┌─ DATA SECTION

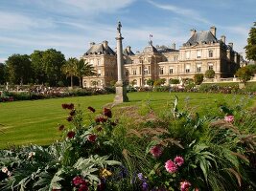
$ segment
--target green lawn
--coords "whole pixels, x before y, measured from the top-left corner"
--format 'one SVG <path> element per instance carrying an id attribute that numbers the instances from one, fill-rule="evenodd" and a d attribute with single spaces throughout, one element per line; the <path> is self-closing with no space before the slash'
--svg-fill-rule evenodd
<path id="1" fill-rule="evenodd" d="M 199 93 L 130 93 L 129 102 L 115 106 L 115 108 L 129 105 L 142 106 L 149 103 L 159 113 L 171 105 L 175 95 L 179 97 L 179 106 L 187 107 L 203 114 L 206 109 L 217 110 L 217 103 L 225 101 L 233 104 L 248 100 L 247 96 L 199 94 Z M 79 96 L 55 98 L 33 101 L 16 101 L 0 103 L 0 148 L 12 145 L 37 143 L 46 145 L 60 138 L 61 133 L 58 131 L 58 124 L 65 123 L 67 112 L 61 108 L 62 103 L 80 104 L 84 111 L 84 117 L 89 118 L 88 106 L 94 107 L 98 113 L 114 98 L 114 95 L 94 96 Z M 250 105 L 255 103 L 251 100 Z M 207 109 L 207 111 L 209 111 Z"/>

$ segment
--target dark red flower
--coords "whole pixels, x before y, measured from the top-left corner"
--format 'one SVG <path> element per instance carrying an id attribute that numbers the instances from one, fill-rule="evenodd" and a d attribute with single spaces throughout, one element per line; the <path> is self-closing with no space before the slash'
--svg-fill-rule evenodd
<path id="1" fill-rule="evenodd" d="M 103 130 L 103 128 L 102 128 L 102 127 L 97 127 L 96 130 L 97 130 L 98 132 L 100 132 L 100 131 Z"/>
<path id="2" fill-rule="evenodd" d="M 116 126 L 117 124 L 115 122 L 110 122 L 110 125 Z"/>
<path id="3" fill-rule="evenodd" d="M 70 103 L 67 107 L 67 109 L 69 110 L 73 110 L 74 109 L 74 104 L 73 103 Z"/>
<path id="4" fill-rule="evenodd" d="M 62 131 L 64 128 L 65 128 L 64 125 L 60 125 L 60 126 L 58 127 L 58 130 L 59 130 L 59 131 Z"/>
<path id="5" fill-rule="evenodd" d="M 104 108 L 104 116 L 111 118 L 112 117 L 112 112 L 110 109 L 107 108 Z"/>
<path id="6" fill-rule="evenodd" d="M 87 184 L 81 184 L 79 191 L 87 191 L 88 190 L 88 186 Z"/>
<path id="7" fill-rule="evenodd" d="M 73 110 L 74 109 L 74 104 L 73 103 L 70 103 L 70 104 L 67 104 L 67 103 L 63 103 L 62 105 L 62 108 L 65 110 L 65 109 L 68 109 L 68 110 Z"/>
<path id="8" fill-rule="evenodd" d="M 67 117 L 67 121 L 70 122 L 71 120 L 73 120 L 73 117 L 71 117 L 71 116 Z"/>
<path id="9" fill-rule="evenodd" d="M 67 109 L 68 104 L 66 104 L 66 103 L 62 103 L 61 106 L 62 106 L 62 108 L 65 110 L 65 109 Z"/>
<path id="10" fill-rule="evenodd" d="M 88 110 L 90 110 L 92 113 L 95 112 L 95 109 L 93 107 L 91 107 L 91 106 L 88 107 Z"/>
<path id="11" fill-rule="evenodd" d="M 99 123 L 99 122 L 105 122 L 107 120 L 107 118 L 104 117 L 98 117 L 97 118 L 95 118 L 95 122 Z"/>
<path id="12" fill-rule="evenodd" d="M 69 115 L 70 115 L 71 117 L 74 117 L 74 116 L 76 115 L 76 110 L 73 109 L 73 110 L 69 113 Z"/>
<path id="13" fill-rule="evenodd" d="M 93 134 L 89 135 L 88 138 L 87 138 L 87 139 L 90 142 L 95 142 L 96 138 L 97 138 L 97 136 L 96 135 L 93 135 Z"/>
<path id="14" fill-rule="evenodd" d="M 67 137 L 68 137 L 69 138 L 74 138 L 74 137 L 75 137 L 75 135 L 76 135 L 76 133 L 75 133 L 75 132 L 73 132 L 73 131 L 70 131 L 70 132 L 68 132 L 68 133 L 67 133 Z"/>

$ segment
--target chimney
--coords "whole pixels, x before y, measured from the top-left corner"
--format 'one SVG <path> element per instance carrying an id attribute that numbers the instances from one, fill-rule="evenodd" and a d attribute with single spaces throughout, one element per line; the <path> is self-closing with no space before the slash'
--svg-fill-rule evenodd
<path id="1" fill-rule="evenodd" d="M 197 32 L 197 31 L 195 29 L 190 30 L 191 36 L 193 36 L 196 32 Z"/>
<path id="2" fill-rule="evenodd" d="M 221 35 L 221 40 L 225 44 L 225 35 Z"/>
<path id="3" fill-rule="evenodd" d="M 95 42 L 90 42 L 90 47 L 92 47 L 93 45 L 95 45 Z"/>
<path id="4" fill-rule="evenodd" d="M 172 44 L 172 49 L 176 50 L 176 45 L 175 45 L 175 43 L 173 43 L 173 44 Z"/>
<path id="5" fill-rule="evenodd" d="M 210 32 L 212 32 L 212 34 L 216 37 L 216 27 L 215 26 L 213 26 L 213 27 L 211 27 L 210 28 Z"/>
<path id="6" fill-rule="evenodd" d="M 128 51 L 128 53 L 130 53 L 130 46 L 127 47 L 127 51 Z"/>
<path id="7" fill-rule="evenodd" d="M 228 43 L 228 45 L 233 49 L 233 42 Z"/>
<path id="8" fill-rule="evenodd" d="M 103 41 L 104 48 L 107 49 L 108 42 L 106 40 Z"/>

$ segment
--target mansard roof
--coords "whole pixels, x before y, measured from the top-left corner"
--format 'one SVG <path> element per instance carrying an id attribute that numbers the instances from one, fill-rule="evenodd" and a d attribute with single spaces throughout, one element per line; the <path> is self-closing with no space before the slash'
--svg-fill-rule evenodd
<path id="1" fill-rule="evenodd" d="M 217 38 L 211 32 L 197 32 L 191 38 L 184 44 L 184 46 L 198 45 L 198 44 L 208 44 L 218 42 Z"/>
<path id="2" fill-rule="evenodd" d="M 177 50 L 175 50 L 175 49 L 171 49 L 165 45 L 162 45 L 162 46 L 156 46 L 156 50 L 158 53 L 172 53 L 172 52 L 178 52 Z"/>
<path id="3" fill-rule="evenodd" d="M 84 55 L 88 54 L 110 54 L 115 55 L 115 52 L 107 45 L 106 48 L 100 44 L 92 44 L 90 49 L 84 53 Z"/>
<path id="4" fill-rule="evenodd" d="M 149 42 L 149 46 L 145 47 L 143 50 L 144 53 L 158 53 L 158 51 L 152 46 L 152 41 Z"/>
<path id="5" fill-rule="evenodd" d="M 133 52 L 130 50 L 130 47 L 128 49 L 125 49 L 123 53 L 124 55 L 135 55 L 135 53 L 133 53 Z"/>

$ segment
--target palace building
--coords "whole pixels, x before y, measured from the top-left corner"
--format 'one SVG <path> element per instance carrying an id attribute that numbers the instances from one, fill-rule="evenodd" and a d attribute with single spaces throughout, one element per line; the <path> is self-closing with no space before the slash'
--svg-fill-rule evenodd
<path id="1" fill-rule="evenodd" d="M 152 41 L 141 53 L 134 53 L 128 46 L 124 50 L 125 79 L 127 84 L 136 87 L 147 86 L 147 80 L 193 78 L 196 74 L 215 71 L 215 78 L 233 77 L 240 67 L 242 55 L 233 50 L 233 43 L 226 44 L 225 36 L 218 39 L 217 29 L 197 32 L 191 35 L 179 50 L 175 44 L 171 47 L 153 46 Z M 83 87 L 103 88 L 117 80 L 116 53 L 107 41 L 90 43 L 89 50 L 82 55 L 97 72 L 96 76 L 84 76 Z"/>

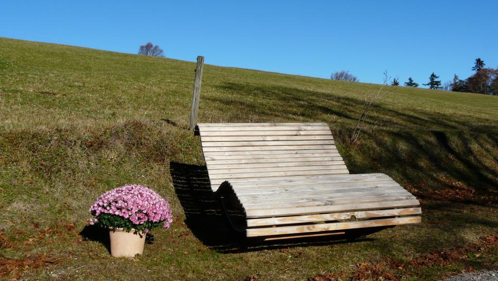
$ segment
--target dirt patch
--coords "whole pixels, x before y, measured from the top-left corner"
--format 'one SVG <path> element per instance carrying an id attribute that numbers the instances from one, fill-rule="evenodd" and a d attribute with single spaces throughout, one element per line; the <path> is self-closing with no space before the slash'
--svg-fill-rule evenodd
<path id="1" fill-rule="evenodd" d="M 17 280 L 27 271 L 38 269 L 57 263 L 60 259 L 49 260 L 45 255 L 26 256 L 20 260 L 0 256 L 0 278 L 7 276 L 10 280 Z"/>
<path id="2" fill-rule="evenodd" d="M 465 262 L 471 258 L 479 258 L 485 254 L 487 250 L 496 247 L 498 247 L 498 234 L 482 237 L 477 242 L 471 243 L 465 247 L 421 255 L 407 262 L 400 263 L 390 258 L 386 258 L 376 264 L 359 264 L 357 265 L 355 270 L 349 275 L 344 272 L 325 273 L 310 277 L 307 280 L 399 281 L 405 276 L 420 277 L 417 276 L 418 271 L 416 270 L 433 267 L 449 267 L 453 264 Z M 469 266 L 466 271 L 472 272 L 473 270 L 471 267 Z M 443 278 L 445 277 L 442 277 Z"/>
<path id="3" fill-rule="evenodd" d="M 29 208 L 29 205 L 22 201 L 13 202 L 6 208 L 7 211 L 10 212 L 26 212 Z"/>

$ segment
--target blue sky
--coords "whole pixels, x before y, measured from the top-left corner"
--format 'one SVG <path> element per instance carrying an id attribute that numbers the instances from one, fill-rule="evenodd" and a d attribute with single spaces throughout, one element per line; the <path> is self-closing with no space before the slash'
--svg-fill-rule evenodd
<path id="1" fill-rule="evenodd" d="M 380 83 L 498 67 L 498 1 L 0 1 L 0 36 Z"/>

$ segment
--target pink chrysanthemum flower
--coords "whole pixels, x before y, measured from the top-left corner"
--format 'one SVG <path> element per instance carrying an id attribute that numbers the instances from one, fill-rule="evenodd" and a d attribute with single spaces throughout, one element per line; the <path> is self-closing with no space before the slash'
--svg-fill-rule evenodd
<path id="1" fill-rule="evenodd" d="M 169 228 L 173 222 L 169 203 L 160 195 L 146 187 L 138 185 L 125 185 L 110 190 L 101 195 L 90 207 L 96 218 L 90 224 L 97 222 L 101 214 L 110 214 L 129 219 L 135 225 L 146 222 L 163 222 Z"/>

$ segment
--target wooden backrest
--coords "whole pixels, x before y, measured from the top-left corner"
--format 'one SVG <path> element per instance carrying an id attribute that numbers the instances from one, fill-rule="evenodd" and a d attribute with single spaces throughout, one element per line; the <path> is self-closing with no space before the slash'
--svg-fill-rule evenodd
<path id="1" fill-rule="evenodd" d="M 349 174 L 324 123 L 198 124 L 211 188 L 225 181 Z"/>

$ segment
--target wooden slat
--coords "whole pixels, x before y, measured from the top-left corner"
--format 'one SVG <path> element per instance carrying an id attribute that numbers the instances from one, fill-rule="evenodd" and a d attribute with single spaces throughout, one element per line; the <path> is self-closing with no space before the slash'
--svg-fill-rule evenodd
<path id="1" fill-rule="evenodd" d="M 266 161 L 268 160 L 274 161 L 313 161 L 316 160 L 317 158 L 321 158 L 324 159 L 330 159 L 332 160 L 342 160 L 342 157 L 339 153 L 309 153 L 309 154 L 296 154 L 291 153 L 287 154 L 275 154 L 271 155 L 267 153 L 260 155 L 215 155 L 214 156 L 204 156 L 204 159 L 206 162 L 213 161 L 234 161 L 238 162 L 231 163 L 240 163 L 240 160 L 253 160 L 254 163 L 258 163 L 259 161 Z M 249 162 L 249 161 L 247 162 Z M 228 164 L 226 163 L 225 164 Z"/>
<path id="2" fill-rule="evenodd" d="M 329 149 L 308 149 L 303 150 L 273 150 L 273 151 L 204 151 L 204 156 L 238 156 L 238 155 L 277 155 L 279 154 L 310 154 L 319 153 L 339 153 L 337 149 L 332 150 Z"/>
<path id="3" fill-rule="evenodd" d="M 344 189 L 350 188 L 368 188 L 380 187 L 385 186 L 393 186 L 402 188 L 395 182 L 386 179 L 379 178 L 369 181 L 358 182 L 354 181 L 342 181 L 335 183 L 330 183 L 327 181 L 317 181 L 311 184 L 303 184 L 300 183 L 284 182 L 281 184 L 254 184 L 254 185 L 243 186 L 238 184 L 235 187 L 232 186 L 234 190 L 240 193 L 239 195 L 248 194 L 258 194 L 262 193 L 272 193 L 279 191 L 282 192 L 295 191 L 299 193 L 300 191 L 305 192 L 307 190 L 328 190 L 333 192 L 336 189 Z"/>
<path id="4" fill-rule="evenodd" d="M 248 169 L 257 168 L 274 168 L 282 167 L 305 167 L 313 166 L 344 165 L 344 161 L 300 161 L 300 162 L 275 162 L 270 163 L 240 163 L 240 164 L 211 164 L 206 163 L 208 169 L 211 170 Z"/>
<path id="5" fill-rule="evenodd" d="M 399 216 L 418 215 L 421 213 L 422 210 L 420 208 L 409 208 L 363 212 L 336 213 L 322 215 L 309 215 L 295 217 L 252 219 L 248 220 L 247 226 L 248 227 L 254 227 L 264 226 L 277 226 L 305 223 L 339 221 L 350 219 L 352 217 L 360 219 L 372 219 L 382 217 L 397 217 Z"/>
<path id="6" fill-rule="evenodd" d="M 379 181 L 381 181 L 379 182 Z M 212 183 L 216 182 L 219 185 L 223 180 L 212 181 Z M 262 187 L 284 187 L 286 185 L 300 185 L 302 186 L 309 187 L 309 185 L 323 186 L 321 184 L 329 185 L 330 187 L 335 186 L 338 184 L 344 186 L 348 183 L 360 185 L 363 184 L 375 184 L 376 183 L 396 183 L 394 181 L 389 177 L 382 174 L 356 174 L 350 175 L 347 173 L 332 175 L 306 175 L 298 177 L 272 177 L 269 178 L 255 178 L 248 179 L 231 179 L 230 183 L 234 188 L 240 189 L 241 188 L 252 188 Z M 218 187 L 216 187 L 217 188 Z M 312 189 L 312 188 L 307 188 Z M 257 190 L 252 189 L 253 190 Z M 265 192 L 262 190 L 262 192 Z"/>
<path id="7" fill-rule="evenodd" d="M 282 184 L 308 184 L 316 183 L 334 184 L 350 182 L 362 184 L 365 182 L 378 180 L 389 180 L 395 182 L 391 178 L 382 174 L 309 175 L 300 178 L 288 178 L 283 177 L 270 179 L 255 179 L 251 181 L 233 180 L 230 182 L 234 186 L 240 187 L 246 186 L 256 187 L 268 185 L 279 186 Z"/>
<path id="8" fill-rule="evenodd" d="M 328 170 L 344 170 L 346 169 L 345 165 L 332 165 L 328 166 L 318 165 L 318 166 L 282 166 L 273 167 L 271 168 L 268 167 L 263 168 L 249 168 L 242 169 L 224 169 L 222 170 L 210 170 L 209 175 L 218 174 L 234 174 L 241 173 L 275 173 L 277 172 L 290 172 L 290 171 L 301 171 L 307 172 L 309 171 Z"/>
<path id="9" fill-rule="evenodd" d="M 306 163 L 320 162 L 337 162 L 344 164 L 341 157 L 293 157 L 288 158 L 263 158 L 250 159 L 233 159 L 221 160 L 206 160 L 207 165 L 214 167 L 217 165 L 249 165 L 251 164 L 282 164 L 286 163 Z"/>
<path id="10" fill-rule="evenodd" d="M 357 203 L 349 205 L 327 205 L 313 206 L 305 208 L 285 208 L 265 210 L 246 210 L 246 215 L 248 218 L 264 218 L 271 217 L 289 216 L 298 215 L 310 215 L 336 213 L 349 211 L 367 211 L 380 209 L 391 209 L 394 208 L 407 208 L 418 207 L 420 203 L 415 199 L 395 201 L 387 202 L 374 202 L 367 203 Z"/>
<path id="11" fill-rule="evenodd" d="M 243 205 L 244 209 L 247 211 L 254 212 L 258 210 L 281 210 L 287 208 L 301 209 L 304 208 L 311 208 L 313 207 L 326 207 L 335 206 L 337 207 L 343 205 L 351 205 L 352 204 L 357 203 L 366 204 L 374 203 L 386 203 L 392 201 L 398 201 L 402 200 L 408 200 L 414 199 L 415 196 L 411 194 L 404 195 L 391 195 L 388 194 L 381 194 L 374 196 L 369 196 L 364 198 L 347 198 L 339 199 L 324 199 L 321 200 L 314 200 L 311 201 L 302 201 L 297 202 L 286 202 L 280 203 L 278 204 L 271 203 L 264 203 L 257 205 L 250 205 L 246 206 Z"/>
<path id="12" fill-rule="evenodd" d="M 206 142 L 202 143 L 204 147 L 226 147 L 278 146 L 310 146 L 333 145 L 334 141 L 329 140 L 287 140 L 287 141 L 225 141 Z M 299 148 L 298 148 L 299 149 Z"/>
<path id="13" fill-rule="evenodd" d="M 286 127 L 293 126 L 323 126 L 328 128 L 326 123 L 202 123 L 198 124 L 199 128 L 207 128 L 211 127 Z"/>
<path id="14" fill-rule="evenodd" d="M 280 199 L 292 199 L 294 198 L 300 198 L 306 199 L 309 197 L 333 197 L 338 196 L 339 194 L 347 192 L 380 192 L 381 191 L 399 190 L 408 192 L 404 189 L 400 187 L 399 185 L 395 185 L 390 184 L 384 184 L 379 185 L 379 186 L 366 186 L 361 187 L 338 187 L 336 188 L 329 189 L 326 186 L 322 186 L 318 187 L 313 188 L 313 189 L 307 190 L 304 189 L 295 190 L 291 188 L 289 189 L 271 190 L 265 192 L 259 192 L 259 190 L 254 191 L 246 191 L 243 189 L 236 189 L 237 193 L 237 198 L 241 202 L 248 203 L 251 201 L 259 201 L 266 200 L 278 200 Z"/>
<path id="15" fill-rule="evenodd" d="M 316 170 L 314 171 L 289 171 L 285 172 L 262 172 L 259 173 L 246 173 L 245 174 L 220 174 L 211 175 L 209 177 L 213 180 L 223 180 L 230 179 L 254 179 L 259 178 L 269 178 L 284 176 L 306 176 L 310 175 L 333 175 L 337 174 L 348 174 L 349 171 L 346 169 L 336 170 Z M 222 182 L 223 182 L 223 181 Z M 213 182 L 211 182 L 212 183 Z"/>
<path id="16" fill-rule="evenodd" d="M 275 145 L 268 146 L 235 146 L 228 147 L 203 147 L 203 150 L 205 152 L 211 151 L 261 151 L 263 150 L 310 150 L 314 149 L 337 149 L 334 145 Z"/>
<path id="17" fill-rule="evenodd" d="M 388 226 L 420 223 L 420 217 L 406 217 L 371 220 L 360 222 L 348 222 L 330 224 L 313 224 L 298 226 L 271 227 L 264 228 L 249 229 L 247 232 L 248 237 L 283 235 L 295 233 L 307 233 L 321 231 L 334 231 L 368 227 Z"/>
<path id="18" fill-rule="evenodd" d="M 246 126 L 238 127 L 207 127 L 200 128 L 201 132 L 220 132 L 220 131 L 274 131 L 276 127 L 265 126 Z M 278 129 L 282 131 L 330 131 L 330 129 L 327 126 L 280 126 Z"/>
<path id="19" fill-rule="evenodd" d="M 363 197 L 372 194 L 379 195 L 393 193 L 399 194 L 410 194 L 408 191 L 402 188 L 400 188 L 399 186 L 385 186 L 371 188 L 370 189 L 370 190 L 366 190 L 364 188 L 344 189 L 339 190 L 337 193 L 331 193 L 330 192 L 327 192 L 327 190 L 313 190 L 309 193 L 289 192 L 286 194 L 284 192 L 282 192 L 265 194 L 263 196 L 258 194 L 256 196 L 254 196 L 254 195 L 246 195 L 247 196 L 246 197 L 238 197 L 238 198 L 244 204 L 244 206 L 247 206 L 253 203 L 256 204 L 266 204 L 266 202 L 277 203 L 279 202 L 293 202 L 296 200 L 305 201 L 328 198 L 341 198 L 348 196 Z"/>
<path id="20" fill-rule="evenodd" d="M 319 131 L 292 130 L 289 131 L 222 131 L 201 132 L 201 137 L 332 136 L 328 130 Z"/>
<path id="21" fill-rule="evenodd" d="M 257 206 L 267 206 L 268 204 L 278 205 L 279 206 L 284 206 L 284 204 L 288 204 L 289 206 L 311 206 L 313 204 L 316 205 L 327 205 L 324 204 L 323 202 L 333 202 L 329 203 L 336 204 L 341 203 L 341 201 L 345 199 L 350 200 L 353 202 L 353 199 L 355 201 L 360 201 L 362 199 L 369 200 L 370 198 L 385 198 L 386 199 L 391 199 L 393 196 L 413 196 L 406 191 L 401 191 L 399 190 L 382 190 L 377 192 L 351 192 L 344 193 L 336 196 L 331 196 L 327 194 L 313 195 L 314 197 L 312 197 L 311 195 L 307 195 L 306 197 L 287 197 L 278 199 L 268 198 L 267 199 L 256 200 L 246 200 L 241 201 L 244 208 L 254 208 Z M 411 198 L 411 197 L 409 197 Z M 403 198 L 403 199 L 405 199 Z M 408 198 L 409 199 L 409 198 Z M 357 200 L 358 199 L 358 200 Z M 370 200 L 372 201 L 372 200 Z M 313 204 L 312 204 L 313 203 Z"/>
<path id="22" fill-rule="evenodd" d="M 332 135 L 327 136 L 241 136 L 241 137 L 201 137 L 203 142 L 247 142 L 304 140 L 333 140 Z"/>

└─

# [WHAT TO DO]
Copy out the lines that run from the start of the records through the line containing "199 93 L 130", both included, and leave out the pictures.

# [RESPONSE TO THIS TASK]
$ segment
--target green lawn
--coords "whole pixels, x before y, measured from the top-left corner"
--format 'one SVG <path> element per instance carrying an id attribute that numbers the instances from one, fill-rule="evenodd" and a d attribute with single spaces throughout, one element per line; the <path> is self-closing with no space before the slash'
--svg-fill-rule evenodd
<path id="1" fill-rule="evenodd" d="M 199 93 L 130 93 L 129 102 L 115 106 L 115 108 L 129 105 L 142 106 L 149 103 L 159 113 L 171 105 L 175 95 L 179 97 L 179 106 L 187 107 L 203 114 L 206 109 L 217 110 L 217 103 L 225 101 L 233 104 L 248 100 L 247 96 L 199 94 Z M 79 96 L 55 98 L 33 101 L 16 101 L 0 103 L 0 148 L 12 145 L 37 143 L 46 145 L 60 138 L 61 133 L 58 131 L 58 124 L 65 123 L 67 112 L 61 108 L 62 103 L 80 104 L 84 111 L 84 117 L 89 118 L 88 106 L 94 107 L 98 113 L 114 98 L 114 95 L 94 96 Z M 250 105 L 255 103 L 251 100 Z M 207 109 L 207 111 L 209 111 Z"/>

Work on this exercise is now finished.